TEXT TO READ

** Start **

So do what you want, and have him trimmed the way you like it best!


----------



## atsilvers27 (Jul 5, 2011)

Do not say "fall" to a groomer for a Havanese. A fall is what a wheaten terrier and Kerry blue terrier have, where basically the hair between the eyes is left to grow out and onto the bridge of the nose, and there are side cuts so the dog can kind of see. Better to say leave long bangs to..
Specify to where. That is like telling the groomer you want your dog to have a "clean face", the groomer will shave the face like a poodle. Most groomers will get it if you dont really mean the technical grooming terminology, but you never know. For a groomer that you've never used, you kind of have to treat it like "how to groom my dog for dummies."


----------



## nemo_astro (Jun 15, 2013)

Thanks so much everyone! I've started trimming (or not trimming) my little guy's eyebrows myself. He's a very good boy and stands still anyway, so why not? I have some blunt nose scissors, and so far so good, and investing in some thinning scissors sounds like a good idea.

** End **

DATA PROVIDED
** Start **

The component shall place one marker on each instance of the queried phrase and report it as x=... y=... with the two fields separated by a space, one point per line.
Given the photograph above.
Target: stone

** End **

GIVEN EXERCISE
Edit everything in the grooming thread from "## atsilvers27 (Jul" down to "(Jun 15, 2013)", putting "Maltese" in place of "Havanese".

FINAL ANSWER
## atsilvers27 (Jul 5, 2011)

Do not say "fall" to a groomer for a Maltese. A fall is what a wheaten terrier and Kerry blue terrier have, where basically the hair between the eyes is left to grow out and onto the bridge of the nose, and there are side cuts so the dog can kind of see. Better to say leave long bangs to..
Specify to where. That is like telling the groomer you want your dog to have a "clean face", the groomer will shave the face like a poodle. Most groomers will get it if you dont really mean the technical grooming terminology, but you never know. For a groomer that you've never used, you kind of have to treat it like "how to groom my dog for dummies."


----------



## nemo_astro (Jun 15, 2013)